DATA PROVIDED ->
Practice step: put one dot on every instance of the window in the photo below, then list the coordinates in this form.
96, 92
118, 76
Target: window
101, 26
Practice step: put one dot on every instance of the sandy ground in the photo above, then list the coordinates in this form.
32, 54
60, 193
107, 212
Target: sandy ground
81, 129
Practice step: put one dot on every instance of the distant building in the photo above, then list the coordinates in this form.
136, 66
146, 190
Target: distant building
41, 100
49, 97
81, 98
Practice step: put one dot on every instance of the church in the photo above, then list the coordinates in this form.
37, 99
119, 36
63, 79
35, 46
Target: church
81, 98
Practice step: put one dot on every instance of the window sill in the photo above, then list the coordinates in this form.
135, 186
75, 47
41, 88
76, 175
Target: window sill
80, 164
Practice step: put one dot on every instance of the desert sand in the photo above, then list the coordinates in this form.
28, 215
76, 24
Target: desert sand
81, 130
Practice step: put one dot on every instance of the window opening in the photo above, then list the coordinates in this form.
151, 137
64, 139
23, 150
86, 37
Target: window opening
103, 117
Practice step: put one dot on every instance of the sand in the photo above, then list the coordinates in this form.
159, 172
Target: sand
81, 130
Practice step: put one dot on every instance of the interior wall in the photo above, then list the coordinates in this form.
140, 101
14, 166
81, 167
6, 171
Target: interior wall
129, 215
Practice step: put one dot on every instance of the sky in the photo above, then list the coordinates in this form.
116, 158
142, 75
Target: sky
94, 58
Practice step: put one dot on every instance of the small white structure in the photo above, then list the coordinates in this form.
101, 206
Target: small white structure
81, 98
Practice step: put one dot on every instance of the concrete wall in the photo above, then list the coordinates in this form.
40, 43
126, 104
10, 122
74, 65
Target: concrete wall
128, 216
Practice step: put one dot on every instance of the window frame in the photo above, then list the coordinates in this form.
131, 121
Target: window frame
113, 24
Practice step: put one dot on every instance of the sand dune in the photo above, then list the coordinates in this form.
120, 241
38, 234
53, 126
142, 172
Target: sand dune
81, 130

ASSIGNMENT ->
Each line from the one containing "Target: sky" through the final line of the listing above should be returned exactly; return nothing else.

ANSWER SECTION ->
Target: sky
94, 58
Practice step: put one dot on every instance of the small white structure in the photo above, then list the coordinates in this form.
101, 206
Target: small white structure
81, 98
Practice step: put one dot on every instance of the concrete wall in the photo above, then list the coordinates in this form.
40, 43
126, 104
10, 122
74, 65
Target: concrete wall
128, 216
Practice step: put one dot on every instance of the window frame in the photo above, then list the coordinates in this form.
131, 121
Target: window frame
113, 24
Practice step: put one dot on every instance of the sand dune in the photo above, then list the coordinates in this form.
120, 241
38, 234
53, 126
142, 172
Target: sand dune
81, 130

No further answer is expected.